> _EXERCISES TO COMPLETE_:
- a) Decide whether each statement agrees with the award abstract, answering yes or no and quoting the words of the abstract that settle it: (i) the award instrument is a cooperative agreement; (ii) the total awarded amount to date is smaller than the total intended award amount; (iii) William Michener is listed as the current principal investigator.
- b) Reproduce the part of the award abstract from "Total Intended Award" to "(Former Co-Principal Investigator)" word for word.

> _SOURCE TEXT_:
====================

Award Abstract # 1757207
RII Track-1: The New Mexico SMART Grid Center: Sustainable, Modular, Adaptive, Resilient, and Transactive

NSF Org: OIA
OIA-Office of Integrative Activities
Recipient: UNIVERSITY OF NEW MEXICO
Initial Amendment Date: September 14, 2018
Latest Amendment Date: February 16, 2024
Award Number: 1757207
Award Instrument: Cooperative Agreement
Program Manager: Chinonye Nnakwe
cwhitley@nsf.gov
 (703)292-8458
OIA
 OIA-Office of Integrative Activities
O/D
 Office Of The Director
Start Date: September 15, 2018
End Date: August 31, 2024 (Estimated)
Total Intended Award Amount: $20,000,000.00
Total Awarded Amount to Date: $20,000,000.00
Funds Obligated to Date: FY 2018 = $3,933,361.00
FY 2019 = $8,200,305.00

FY 2020 = $4,098,150.00

FY 2022 = $3,768,184.00
History of Investigator:
  • Ganesh Balakrishnan (Principal Investigator)
    gunny@unm.edu
  • Selena Connealy (Co-Principal Investigator)
  • William Michener (Former Principal Investigator)
  • Anne Jakle (Former Co-Principal Investigator)

====================

> _ENTRIES_:
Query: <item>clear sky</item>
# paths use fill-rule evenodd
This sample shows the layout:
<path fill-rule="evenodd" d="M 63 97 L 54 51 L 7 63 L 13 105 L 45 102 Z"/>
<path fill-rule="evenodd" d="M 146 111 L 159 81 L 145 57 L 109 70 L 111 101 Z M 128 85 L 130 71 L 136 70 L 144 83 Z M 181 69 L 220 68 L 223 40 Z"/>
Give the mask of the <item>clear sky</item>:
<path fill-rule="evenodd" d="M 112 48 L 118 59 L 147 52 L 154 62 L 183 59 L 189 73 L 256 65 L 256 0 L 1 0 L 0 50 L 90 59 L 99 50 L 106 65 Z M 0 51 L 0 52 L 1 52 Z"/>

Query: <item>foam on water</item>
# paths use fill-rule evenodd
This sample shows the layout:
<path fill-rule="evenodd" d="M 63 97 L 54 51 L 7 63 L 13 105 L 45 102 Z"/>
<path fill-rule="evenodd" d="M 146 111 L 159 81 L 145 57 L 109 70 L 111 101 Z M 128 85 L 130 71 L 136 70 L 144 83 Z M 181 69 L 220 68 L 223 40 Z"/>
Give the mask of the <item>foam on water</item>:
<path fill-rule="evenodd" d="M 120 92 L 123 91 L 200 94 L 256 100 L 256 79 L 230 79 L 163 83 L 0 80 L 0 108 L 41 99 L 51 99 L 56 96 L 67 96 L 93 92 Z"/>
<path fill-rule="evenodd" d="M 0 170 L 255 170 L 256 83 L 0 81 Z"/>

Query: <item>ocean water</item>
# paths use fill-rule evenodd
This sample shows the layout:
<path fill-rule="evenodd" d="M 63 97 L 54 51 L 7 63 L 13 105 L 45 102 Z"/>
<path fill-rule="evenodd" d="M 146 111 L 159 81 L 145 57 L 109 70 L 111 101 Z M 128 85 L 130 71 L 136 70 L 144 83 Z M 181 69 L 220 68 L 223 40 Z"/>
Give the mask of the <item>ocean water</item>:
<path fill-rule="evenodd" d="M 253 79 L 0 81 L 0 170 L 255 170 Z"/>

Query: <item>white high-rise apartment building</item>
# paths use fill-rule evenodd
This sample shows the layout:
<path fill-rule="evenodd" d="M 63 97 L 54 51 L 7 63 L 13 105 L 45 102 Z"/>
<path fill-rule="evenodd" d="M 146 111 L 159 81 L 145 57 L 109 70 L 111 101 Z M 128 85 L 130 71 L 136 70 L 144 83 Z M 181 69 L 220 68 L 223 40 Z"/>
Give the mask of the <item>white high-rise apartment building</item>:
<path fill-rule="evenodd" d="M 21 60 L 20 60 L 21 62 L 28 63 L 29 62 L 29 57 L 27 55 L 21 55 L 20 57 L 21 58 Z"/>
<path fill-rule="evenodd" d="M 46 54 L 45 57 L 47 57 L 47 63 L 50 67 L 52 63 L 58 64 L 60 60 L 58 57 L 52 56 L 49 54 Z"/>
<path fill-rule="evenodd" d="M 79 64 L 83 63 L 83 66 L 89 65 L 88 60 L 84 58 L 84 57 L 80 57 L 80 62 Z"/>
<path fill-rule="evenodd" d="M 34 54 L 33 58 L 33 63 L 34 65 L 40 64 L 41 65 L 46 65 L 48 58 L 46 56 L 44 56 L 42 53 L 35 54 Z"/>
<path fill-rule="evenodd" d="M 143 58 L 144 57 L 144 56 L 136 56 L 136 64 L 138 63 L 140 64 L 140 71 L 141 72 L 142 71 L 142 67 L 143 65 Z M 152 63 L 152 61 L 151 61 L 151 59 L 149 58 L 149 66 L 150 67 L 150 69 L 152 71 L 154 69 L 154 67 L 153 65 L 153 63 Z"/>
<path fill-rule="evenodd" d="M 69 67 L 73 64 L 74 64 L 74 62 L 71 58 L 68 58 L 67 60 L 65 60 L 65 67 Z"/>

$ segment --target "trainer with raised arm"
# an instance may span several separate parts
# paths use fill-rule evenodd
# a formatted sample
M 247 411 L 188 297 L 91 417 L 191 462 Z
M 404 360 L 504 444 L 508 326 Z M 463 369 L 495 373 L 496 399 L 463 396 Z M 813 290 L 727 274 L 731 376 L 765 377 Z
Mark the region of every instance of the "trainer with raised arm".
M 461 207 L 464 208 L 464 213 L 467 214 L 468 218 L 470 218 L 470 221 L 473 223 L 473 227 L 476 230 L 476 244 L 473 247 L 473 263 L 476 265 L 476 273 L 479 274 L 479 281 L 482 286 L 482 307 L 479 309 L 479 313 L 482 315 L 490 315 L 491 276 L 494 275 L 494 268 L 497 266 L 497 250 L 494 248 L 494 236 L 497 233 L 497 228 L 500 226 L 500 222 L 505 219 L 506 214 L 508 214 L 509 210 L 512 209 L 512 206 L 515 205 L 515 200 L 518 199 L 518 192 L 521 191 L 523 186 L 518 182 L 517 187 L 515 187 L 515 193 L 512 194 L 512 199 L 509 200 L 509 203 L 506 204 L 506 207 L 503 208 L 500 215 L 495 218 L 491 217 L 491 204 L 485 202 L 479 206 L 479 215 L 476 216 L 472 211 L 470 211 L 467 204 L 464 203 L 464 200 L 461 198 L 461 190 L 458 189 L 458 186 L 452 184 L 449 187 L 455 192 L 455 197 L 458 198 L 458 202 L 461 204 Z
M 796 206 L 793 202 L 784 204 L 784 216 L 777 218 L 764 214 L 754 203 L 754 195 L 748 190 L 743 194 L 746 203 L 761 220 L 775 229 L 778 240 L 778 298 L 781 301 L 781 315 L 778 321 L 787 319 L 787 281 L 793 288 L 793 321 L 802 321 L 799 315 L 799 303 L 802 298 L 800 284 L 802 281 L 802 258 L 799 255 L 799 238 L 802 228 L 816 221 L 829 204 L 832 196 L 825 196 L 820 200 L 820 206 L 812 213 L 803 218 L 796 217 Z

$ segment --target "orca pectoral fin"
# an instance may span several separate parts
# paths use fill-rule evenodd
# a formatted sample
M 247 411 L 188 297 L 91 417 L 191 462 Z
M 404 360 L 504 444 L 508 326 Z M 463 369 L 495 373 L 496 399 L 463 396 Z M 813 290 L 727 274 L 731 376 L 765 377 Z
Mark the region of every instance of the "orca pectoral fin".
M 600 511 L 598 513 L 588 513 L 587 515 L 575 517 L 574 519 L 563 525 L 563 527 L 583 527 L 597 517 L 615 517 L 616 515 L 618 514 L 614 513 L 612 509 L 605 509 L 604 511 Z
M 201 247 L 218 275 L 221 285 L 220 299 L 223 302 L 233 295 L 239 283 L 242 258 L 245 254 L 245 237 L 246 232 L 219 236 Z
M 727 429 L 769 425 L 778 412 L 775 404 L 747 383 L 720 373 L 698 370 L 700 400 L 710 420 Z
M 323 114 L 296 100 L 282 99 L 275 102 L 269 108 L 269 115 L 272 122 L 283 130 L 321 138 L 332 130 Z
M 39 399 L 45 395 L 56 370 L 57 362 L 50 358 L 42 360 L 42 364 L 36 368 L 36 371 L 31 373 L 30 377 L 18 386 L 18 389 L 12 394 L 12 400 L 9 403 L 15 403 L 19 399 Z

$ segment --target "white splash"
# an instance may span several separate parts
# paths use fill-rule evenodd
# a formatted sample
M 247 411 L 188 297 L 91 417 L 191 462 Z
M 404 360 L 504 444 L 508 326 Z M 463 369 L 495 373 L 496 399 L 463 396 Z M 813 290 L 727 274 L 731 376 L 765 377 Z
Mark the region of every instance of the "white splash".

====================

> _REPLIES_:
- a)
(i) Yes: "Award Instrument: Cooperative Agreement"
(ii) No: "Total Intended Award Amount: $20,000,000.00" and "Total Awarded Amount to Date: $20,000,000.00"
(iii) No: "William Michener (Former Principal Investigator)"

- b)
Total Intended Award Amount: $20,000,000.00
Total Awarded Amount to Date: $20,000,000.00
Funds Obligated to Date: FY 2018 = $3,933,361.00
FY 2019 = $8,200,305.00

FY 2020 = $4,098,150.00

FY 2022 = $3,768,184.00
History of Investigator:
  • Ganesh Balakrishnan (Principal Investigator)
    gunny@unm.edu
  • Selena Connealy (Co-Principal Investigator)
  • William Michener (Former Principal Investigator)
  • Anne Jakle (Former Co-Principal Investigator)